(Dataset records about object locations)

- - -

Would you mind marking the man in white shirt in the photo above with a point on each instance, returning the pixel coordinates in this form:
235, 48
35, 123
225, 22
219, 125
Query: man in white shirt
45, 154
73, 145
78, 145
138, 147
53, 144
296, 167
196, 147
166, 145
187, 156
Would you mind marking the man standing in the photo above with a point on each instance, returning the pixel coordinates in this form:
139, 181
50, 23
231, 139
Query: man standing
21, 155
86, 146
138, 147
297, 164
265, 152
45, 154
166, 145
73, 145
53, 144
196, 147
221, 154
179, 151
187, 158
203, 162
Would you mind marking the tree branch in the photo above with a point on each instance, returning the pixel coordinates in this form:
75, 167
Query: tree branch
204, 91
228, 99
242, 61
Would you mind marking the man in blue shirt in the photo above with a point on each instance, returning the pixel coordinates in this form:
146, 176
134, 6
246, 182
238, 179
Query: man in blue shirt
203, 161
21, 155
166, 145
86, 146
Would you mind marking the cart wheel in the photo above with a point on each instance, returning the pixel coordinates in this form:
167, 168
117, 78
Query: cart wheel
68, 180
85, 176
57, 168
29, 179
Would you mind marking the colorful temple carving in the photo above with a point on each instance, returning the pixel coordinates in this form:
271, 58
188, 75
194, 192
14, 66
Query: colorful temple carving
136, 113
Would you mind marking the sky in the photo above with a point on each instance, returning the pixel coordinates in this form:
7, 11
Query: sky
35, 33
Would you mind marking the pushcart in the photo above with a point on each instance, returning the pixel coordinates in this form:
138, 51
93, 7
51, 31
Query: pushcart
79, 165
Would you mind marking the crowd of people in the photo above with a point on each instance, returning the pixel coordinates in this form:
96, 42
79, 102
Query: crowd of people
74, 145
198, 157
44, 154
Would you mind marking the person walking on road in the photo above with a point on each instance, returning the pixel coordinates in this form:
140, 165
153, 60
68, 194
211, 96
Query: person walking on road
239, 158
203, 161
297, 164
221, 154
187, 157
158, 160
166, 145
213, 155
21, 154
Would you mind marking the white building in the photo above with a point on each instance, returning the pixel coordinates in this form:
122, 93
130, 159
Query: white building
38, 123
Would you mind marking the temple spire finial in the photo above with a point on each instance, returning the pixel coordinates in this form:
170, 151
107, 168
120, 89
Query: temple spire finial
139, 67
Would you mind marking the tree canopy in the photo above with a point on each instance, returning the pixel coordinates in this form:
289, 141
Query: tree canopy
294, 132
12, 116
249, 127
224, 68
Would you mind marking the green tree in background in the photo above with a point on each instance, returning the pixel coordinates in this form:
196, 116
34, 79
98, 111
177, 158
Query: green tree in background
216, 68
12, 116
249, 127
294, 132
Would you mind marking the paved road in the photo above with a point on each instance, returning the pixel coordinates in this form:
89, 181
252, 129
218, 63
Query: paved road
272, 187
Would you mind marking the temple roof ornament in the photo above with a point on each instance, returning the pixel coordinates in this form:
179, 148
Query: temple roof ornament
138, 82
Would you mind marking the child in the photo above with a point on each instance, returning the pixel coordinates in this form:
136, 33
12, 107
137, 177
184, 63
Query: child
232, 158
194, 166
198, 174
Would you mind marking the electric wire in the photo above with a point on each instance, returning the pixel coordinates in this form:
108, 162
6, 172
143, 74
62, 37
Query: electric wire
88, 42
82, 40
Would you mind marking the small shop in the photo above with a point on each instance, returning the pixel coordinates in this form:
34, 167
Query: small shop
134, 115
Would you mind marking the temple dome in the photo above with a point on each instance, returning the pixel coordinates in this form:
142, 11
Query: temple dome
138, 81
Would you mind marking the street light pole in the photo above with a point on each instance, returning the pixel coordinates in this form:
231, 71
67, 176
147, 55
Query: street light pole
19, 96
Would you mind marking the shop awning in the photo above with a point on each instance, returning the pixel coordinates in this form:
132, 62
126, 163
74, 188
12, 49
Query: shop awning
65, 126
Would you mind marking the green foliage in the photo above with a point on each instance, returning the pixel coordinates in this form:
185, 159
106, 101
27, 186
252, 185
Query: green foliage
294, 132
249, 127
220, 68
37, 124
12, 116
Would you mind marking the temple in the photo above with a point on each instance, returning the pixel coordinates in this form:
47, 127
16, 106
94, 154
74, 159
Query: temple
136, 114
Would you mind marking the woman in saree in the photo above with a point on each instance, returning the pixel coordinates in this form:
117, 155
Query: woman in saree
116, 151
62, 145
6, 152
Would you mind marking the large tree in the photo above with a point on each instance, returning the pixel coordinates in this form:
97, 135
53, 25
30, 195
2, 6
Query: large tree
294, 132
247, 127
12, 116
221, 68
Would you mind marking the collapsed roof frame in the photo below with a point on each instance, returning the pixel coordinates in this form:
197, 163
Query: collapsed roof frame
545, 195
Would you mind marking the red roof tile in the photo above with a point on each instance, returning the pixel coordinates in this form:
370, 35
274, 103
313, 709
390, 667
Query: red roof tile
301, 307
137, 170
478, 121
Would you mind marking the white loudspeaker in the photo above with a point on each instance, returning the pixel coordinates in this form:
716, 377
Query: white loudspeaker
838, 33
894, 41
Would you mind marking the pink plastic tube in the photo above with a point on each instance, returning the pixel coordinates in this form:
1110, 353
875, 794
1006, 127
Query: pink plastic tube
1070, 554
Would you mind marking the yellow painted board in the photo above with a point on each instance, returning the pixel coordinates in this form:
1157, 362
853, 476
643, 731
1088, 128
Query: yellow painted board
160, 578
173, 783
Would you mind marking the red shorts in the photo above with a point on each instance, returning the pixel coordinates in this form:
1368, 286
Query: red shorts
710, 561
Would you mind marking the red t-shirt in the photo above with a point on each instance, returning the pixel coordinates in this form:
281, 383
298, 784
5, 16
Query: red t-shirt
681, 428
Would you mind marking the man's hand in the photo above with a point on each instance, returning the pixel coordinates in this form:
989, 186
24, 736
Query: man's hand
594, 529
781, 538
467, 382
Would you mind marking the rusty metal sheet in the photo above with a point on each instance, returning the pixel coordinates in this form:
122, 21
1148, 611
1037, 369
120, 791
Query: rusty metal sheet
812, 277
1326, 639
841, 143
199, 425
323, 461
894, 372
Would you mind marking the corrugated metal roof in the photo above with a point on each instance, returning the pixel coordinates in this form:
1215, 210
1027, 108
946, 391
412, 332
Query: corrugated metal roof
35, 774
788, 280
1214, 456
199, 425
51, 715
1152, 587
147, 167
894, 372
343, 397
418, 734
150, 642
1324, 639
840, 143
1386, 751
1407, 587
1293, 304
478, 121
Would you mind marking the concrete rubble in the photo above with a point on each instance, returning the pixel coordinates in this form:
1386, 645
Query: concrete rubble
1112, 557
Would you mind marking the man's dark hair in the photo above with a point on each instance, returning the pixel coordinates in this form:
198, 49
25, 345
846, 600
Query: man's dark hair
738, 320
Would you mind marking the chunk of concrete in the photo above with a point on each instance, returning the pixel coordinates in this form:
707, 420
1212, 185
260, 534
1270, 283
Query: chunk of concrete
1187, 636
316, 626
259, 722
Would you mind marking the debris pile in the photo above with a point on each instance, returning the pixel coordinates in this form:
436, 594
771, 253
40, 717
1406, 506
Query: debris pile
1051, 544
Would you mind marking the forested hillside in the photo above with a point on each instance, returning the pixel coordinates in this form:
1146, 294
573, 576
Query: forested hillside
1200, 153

- - -

**EXERCISE REQUIREMENTS**
Return every entry verbatim.

**TASK ANSWER**
Would you mind marking the man in white shirt in the photo above with a point on each instance, returning the pixel coordinates in this form:
235, 48
35, 123
225, 22
219, 125
Query: man in white shirt
45, 154
73, 145
78, 145
138, 147
53, 144
296, 167
196, 147
166, 145
187, 156
Would you mind marking the man standing in the photo above with a point on each instance, returning the pixel coordinates in this form:
139, 181
50, 23
231, 139
Query: man standing
21, 155
86, 146
138, 147
297, 164
265, 152
45, 154
166, 145
73, 145
53, 144
196, 147
221, 154
179, 151
187, 158
203, 162
Would you mind marking the tree branch in the photo above with a point on each instance, returning the pixel coordinates in this form:
75, 167
Query: tree branch
204, 91
228, 99
242, 61
Would you mind marking the man in blue shirt in the photo above with a point on each instance, returning the pixel coordinates in this form:
146, 176
134, 6
246, 182
238, 179
Query: man in blue shirt
203, 161
21, 155
166, 145
86, 146
Would you mind marking the cart wheel in the photo above with a point on each instance, returning the pixel coordinates in this form:
167, 168
117, 78
Query: cart wheel
68, 180
85, 176
57, 168
29, 179
Would you mind marking the colorful temple carving in the photo above with a point on each instance, returning the pixel coordinates in this form:
271, 58
188, 75
194, 192
14, 66
Query: colorful temple carving
136, 113
Would you mind marking the sky in the photo above with a point on each instance, returning the pixel coordinates in this form:
7, 11
Query: sky
35, 33
Would you mind marking the pushcart in the photo above with a point on each instance, returning the pixel coordinates in this form:
138, 51
93, 7
51, 31
Query: pushcart
79, 165
Would you mind marking the crowd of people in the photo above with a point on each instance, returning the pixel coordinates in this form:
96, 42
79, 102
Query: crowd of people
74, 145
198, 157
44, 154
Would you mind marking the person walking on road in the photo above with a point on each instance, returning the pixel coordinates in this form:
140, 165
153, 60
68, 194
211, 96
Query: person walking on road
239, 158
203, 161
297, 164
221, 154
187, 157
158, 160
166, 145
213, 155
21, 154
Would you mind marking the white building in the photo above with a point on each instance, returning the pixel coordinates in this form:
122, 93
130, 159
Query: white building
38, 123
Would you mind marking the temple spire finial in the photo above with a point on each instance, returning the pixel coordinates in this form:
170, 151
107, 168
120, 89
Query: temple spire finial
139, 67
Would you mind marking the tree canopy in the photo above with a point on each instance, returning the pixel coordinates in this form:
289, 141
Query: tree canopy
294, 132
12, 116
249, 127
224, 68
Would you mind marking the green tree in background in the photo above with a point on each instance, returning the pixel coordinates in this form:
196, 116
34, 79
98, 111
177, 158
Query: green tree in background
216, 68
12, 116
249, 127
294, 132
Would you mind marking the paved road in the photo above with a point on each instance, returning the pixel coordinates in this form:
89, 181
252, 129
218, 63
Query: paved road
272, 187
Would you mind marking the temple roof ornament in the photo above with a point on each instance, returning the pixel coordinates in this form:
179, 148
Query: temple roof ornament
138, 82
Would you mind marking the child in the photo above with a point on each instance, returning the pixel coordinates in this form:
136, 33
12, 107
137, 177
184, 63
Query: child
232, 158
194, 166
198, 174
Would you mind marking the electric wire in the photo above with a point on each instance, returning the pixel coordinates in this form:
108, 162
6, 172
143, 74
62, 37
Query: electric wire
88, 42
82, 40
Would you mind marking the small shop in the photo above with a point on each instance, returning the pixel coordinates in this form:
34, 167
Query: small shop
134, 115
Would you mind marking the temple dome in the photo above with a point on each instance, returning the pixel coordinates in this form:
142, 11
Query: temple dome
138, 81
Would you mind marking the street light pole in the photo above with a point on each instance, returning the pixel coordinates in this form:
231, 71
67, 176
147, 55
Query: street light pole
19, 96
Would you mind marking the shop awning in the photo above with a point on each instance, returning the pixel coordinates in this form:
132, 62
126, 163
74, 188
12, 49
Query: shop awning
65, 126
Would you mind marking the green foliage in the photo above with a point on each instance, returning the pixel coordinates in this form:
185, 159
106, 101
27, 186
252, 185
Query: green foliage
294, 132
249, 127
220, 68
37, 124
12, 116
Would you mind marking the temple in the photo above with a point on each instance, returning the pixel coordinates in this form:
47, 127
16, 106
94, 154
74, 159
Query: temple
136, 114
Would you mind marking the woman in saree in the photo above with a point on each instance, returning the pixel coordinates in this form:
117, 155
Query: woman in saree
116, 151
62, 145
6, 152
Would you mind marking the large tree in the photo above with a point on each instance, returning the pixel coordinates in this form:
97, 135
53, 25
30, 195
2, 6
Query: large tree
294, 132
247, 127
12, 116
221, 68
Would you mind marking the collapsed roof frame in the photo below with a point on each instance, returning the pixel coordinates in this form:
197, 163
Query: collapsed roof frame
545, 195
Would you mind marking the red roof tile in the photo above with a point on each instance, returning the pixel coordinates in this form:
370, 35
274, 103
313, 709
390, 667
Query: red roof tile
301, 307
137, 170
478, 121
Would you mind marking the white loudspeaker in the photo above with a point on each instance, returning the pixel coordinates in this form:
716, 377
Query: white loudspeaker
838, 33
894, 41
Would you mind marking the pink plastic tube in the photo above with a point on each instance, returning the pixel coordinates in this form:
1110, 353
875, 794
1006, 127
Query: pink plastic tube
1070, 554
Would you mind marking the yellow painted board in the photo above with a point on each instance, returning the pixel coordinates in this form:
1157, 362
853, 476
643, 731
1088, 128
Query: yellow painted board
160, 578
173, 783
Would you mind marking the red shorts in the photo above with a point on each instance, returning the pixel coordinates in this form:
1368, 286
Query: red shorts
710, 561
Would you mind marking the red t-shirt in the photo above with a point on each instance, returning the pixel coordinates in this form:
281, 383
298, 784
5, 16
Query: red t-shirt
681, 428
Would you mind marking the man's hand in the photo above with a point on each instance, returning the pixel coordinates in this form:
989, 186
24, 736
Query: man's hand
594, 529
781, 538
467, 382
Would you mind marking the rusty metal sheet in the photo above with a point on each instance, returning the pixel coordinates in this form:
122, 21
1148, 611
1037, 369
120, 791
Query: rusty metal sheet
812, 277
1326, 639
841, 143
199, 425
323, 461
894, 372
Would you mind marking the corrugated metal roof in the photo above with a point on each instance, returning the pixel coordinates in this form:
1215, 210
1027, 108
946, 391
412, 332
Query: corrugated metal roof
35, 774
788, 280
1214, 456
199, 425
51, 715
1152, 587
147, 167
894, 372
343, 397
418, 734
150, 642
1324, 639
840, 143
1386, 751
1407, 587
1293, 304
478, 121
Would you mind marking the concrete rubble in the photo above with a point on each instance, returning the pixel coordinates in this form:
1386, 645
Query: concrete rubble
1112, 557
Would you mind marking the man's dark hair in the photo above with a point on each instance, returning the pixel coordinates in this form:
198, 49
25, 345
846, 600
Query: man's dark hair
738, 320
Would you mind marking the chunk of concrete in the photo above with a point on each instance, returning the pixel coordinates in this form:
707, 420
1212, 185
260, 534
1270, 283
Query: chunk of concrete
1187, 636
316, 626
259, 722
Would you mind marking the debris pile in the photo above with a point on each instance, returning the pixel coordinates in this form:
436, 594
771, 253
40, 717
1406, 506
Query: debris pile
1051, 544
Would you mind marking the forested hillside in the photo above with a point on each instance, returning the pixel coordinates in this form:
1146, 294
573, 576
Query: forested hillside
1200, 153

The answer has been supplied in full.